- [SOURCE TEXT]:
By Kirk Roberts, Co-Owner of Free Range Nonprofit Solutions
Our nonprofit management company began working with a newly-formed nonprofit a couple of years ago. I had known four of the five Board members for a few years, but I did not know the organization's President. More importantly, he did not know me.
Because this was a state-wide organization, the Board met periodically by phone and then had one of the Board members serve as a liaison with me for day-to-day matters. Not an ideal situation, but these are busy professionals.
As we planned for the coming year, my proposals seemed to be met with resistance. A management contract, an event schedule, a fundraising plan … everything seemed to be an uphill battle. Doubts were raised inside and outside the meetings, and uncertainty was consuming the Board. In conversations with my liaison, I learned that the main source of the doubt was from the President.
To succeed, of course, I needed to resolve this problem of doubt. What I concluded was that the problem was not that the President didn't “buy-in” to our plans. It wasn’t the management plan, nor the event schedule, nor the fundraising plan which were the source of uncertainty. The problem was that the President didn’t trust me. How could he? He didn’t know me.

- [GOALS]:
1. List every proposal that the account of working with a new nonprofit says met with resistance while planning for the coming year.
2. For each statement, say whether it agrees with the account of working with a new nonprofit, and quote the words that decide it. (a) The author already knew all five Board members before the work began. (b) The Board met periodically by phone. (c) The author decided the fundraising plan itself was the source of the uncertainty.

- [PROVIDED DATA]:

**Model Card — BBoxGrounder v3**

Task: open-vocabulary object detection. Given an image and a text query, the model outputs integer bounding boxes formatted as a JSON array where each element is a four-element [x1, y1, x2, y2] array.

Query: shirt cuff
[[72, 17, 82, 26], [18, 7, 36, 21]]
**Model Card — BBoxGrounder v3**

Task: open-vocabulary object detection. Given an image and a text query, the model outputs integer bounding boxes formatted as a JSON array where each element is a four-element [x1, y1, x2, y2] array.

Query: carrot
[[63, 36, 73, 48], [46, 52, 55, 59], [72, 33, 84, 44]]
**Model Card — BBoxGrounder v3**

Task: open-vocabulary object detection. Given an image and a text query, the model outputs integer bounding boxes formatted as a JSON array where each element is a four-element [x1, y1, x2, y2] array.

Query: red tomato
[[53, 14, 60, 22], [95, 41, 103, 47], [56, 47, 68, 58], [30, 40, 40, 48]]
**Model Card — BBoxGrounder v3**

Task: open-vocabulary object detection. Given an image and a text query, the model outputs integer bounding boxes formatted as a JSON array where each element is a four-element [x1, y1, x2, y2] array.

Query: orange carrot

- [SOLUTIONS BY TASK]:
1. A management contract, an event schedule, and a fundraising plan.

2.
(a) No: "I had known four of the five Board members for a few years, but I did not know the organization's President."
(b) Yes: "the Board met periodically by phone"
(c) No: "It wasn’t the management plan, nor the event schedule, nor the fundraising plan which were the source of uncertainty."